For the past few weeks, members of the NOISE Project have been coding responses from interviews that were conducted over the summer. During the coding process, we scan interview  answers for their main ideas, and then assign them words or phrases that capture these themes. These words and phrases are called codes. For more information on coding, check out Luna Castelli’s video here! Each week, we’ll outline our “Moment of the Week,” in which we share an interesting coding discussion. Here’s this week’s!

What They Said

Question: Have non-people of color in the collaboration become more comfortable speaking publicly about race and racism?

Interviewee Answer: “…what I heard through stories was that for some people that was, like, the most challenged they’ve ever been to think about these issues, because it was being presented to them in such a straightforward, honest way.”


How We Coded It

  • Here, the interviewee remarks that non-people of color were challenged to think about issues of race and racism as a result of this project. We applied the simple codes challenges and communication, because the interviewee discusses this scenario in which individuals communicate with one another about race and racism in a way that challenged them.

## WORK INSTRUCTIONS
(a) Extract the point-lookup entries below and reproduce every one of their lines without alteration.
(b) Extend the passage on the NOISE Project's interview coding, picking up after its final sentence.
The entries that follow bear no relation to the passage on interview coding.

## Extracted records
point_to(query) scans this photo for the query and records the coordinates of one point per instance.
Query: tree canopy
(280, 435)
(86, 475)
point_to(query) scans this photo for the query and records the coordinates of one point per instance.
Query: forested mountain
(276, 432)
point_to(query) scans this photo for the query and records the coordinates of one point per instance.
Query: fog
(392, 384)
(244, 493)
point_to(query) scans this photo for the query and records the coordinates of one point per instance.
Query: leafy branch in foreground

## RESPONSE LIST
(a)
point_to(query) scans this photo for the query and records the coordinates of one point per instance.
Query: tree canopy
(280, 435)
(86, 475)
point_to(query) scans this photo for the query and records the coordinates of one point per instance.
Query: forested mountain
(276, 432)
point_to(query) scans this photo for the query and records the coordinates of one point per instance.
Query: fog
(392, 384)
(244, 493)
point_to(query) scans this photo for the query and records the coordinates of one point per instance.
Query: leafy branch in foreground

(b)
  • The interviewee states that this instance was “the most challenged they’ve ever been” to think about issues of racism. “They” refers to Lab employees and other project participants who are not people of color. This statement implies that these individuals had never before engaged in such a challenging and honest conversation about race. From this, we applied the code history, as the interviewee alludes to this history that exists in which issues of race and racism had not been discussed.
    • Additionally, we applied the code culture, because the culture of the lab is such that conversations about race and racism are rare, according to the interviewee. That is why, after all, this instance was “the most challenged” Lab employees had ever been to discuss race and racism. If the culture at the Lab emphasized and encouraged conversations about race, there would have been previous instances in which employees were challenged to think about these issues. 
  • This answer is an important example of privilege in the workplace. The interviewee states that some team members who are not people of color had never before been “challenged” to think about issues of race and racism. These team members have the privilege of choosing whether or not to challenge themselves and have discussions about racism. They could have these conversations, or they could choose not to–either way, issues of race and racism will not negatively affect these team members who are not people of color. This ability to determine whether or not they talk about race is a privilege for these team members. By contrast, and to illustrate this point about privilege–team members who are people of color lack this privilege. Racism directly affects these team members in a negative way, and so they simply must address issues of race and racism simply by facing it each day. In this way, the interviewee’s response denoted an example of privilege in the workplace, and so we applied the code privilege.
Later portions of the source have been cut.